**Given request:**
Rewrite every line of the items below as a Markdown table with the columns "Row" and "Line". Number the rows in order and leave out blank lines.

**Record excerpts:**
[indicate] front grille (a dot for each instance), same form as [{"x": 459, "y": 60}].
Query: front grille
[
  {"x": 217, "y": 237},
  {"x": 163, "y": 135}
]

**Task output:**
| Row | Line |
|---|---|
| 1 | [indicate] front grille (a dot for each instance), same form as [{"x": 459, "y": 60}]. |
| 2 | Query: front grille |
| 3 | [ |
| 4 |   {"x": 217, "y": 237}, |
| 5 |   {"x": 163, "y": 135} |
| 6 | ] |